## Stated task
Copy the whole listing below line for line, leaving out the pictures.

## Provided information
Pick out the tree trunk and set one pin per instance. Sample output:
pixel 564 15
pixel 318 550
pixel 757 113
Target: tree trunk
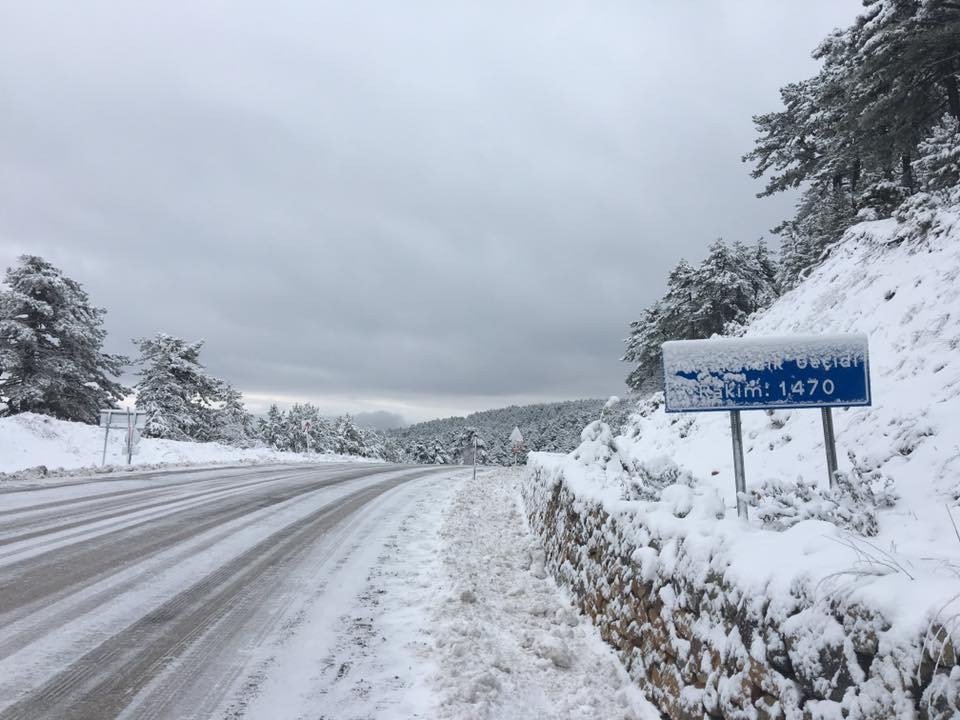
pixel 953 95
pixel 907 172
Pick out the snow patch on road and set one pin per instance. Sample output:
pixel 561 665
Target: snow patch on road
pixel 36 446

## Complete answer
Pick out the tree trunk and set one pin per instance. Sample output:
pixel 564 15
pixel 318 550
pixel 757 113
Target: tree trunk
pixel 953 95
pixel 907 172
Pick out the snow patch on road and set one pin per instance. Sample output:
pixel 561 665
Target: snow patch on road
pixel 36 446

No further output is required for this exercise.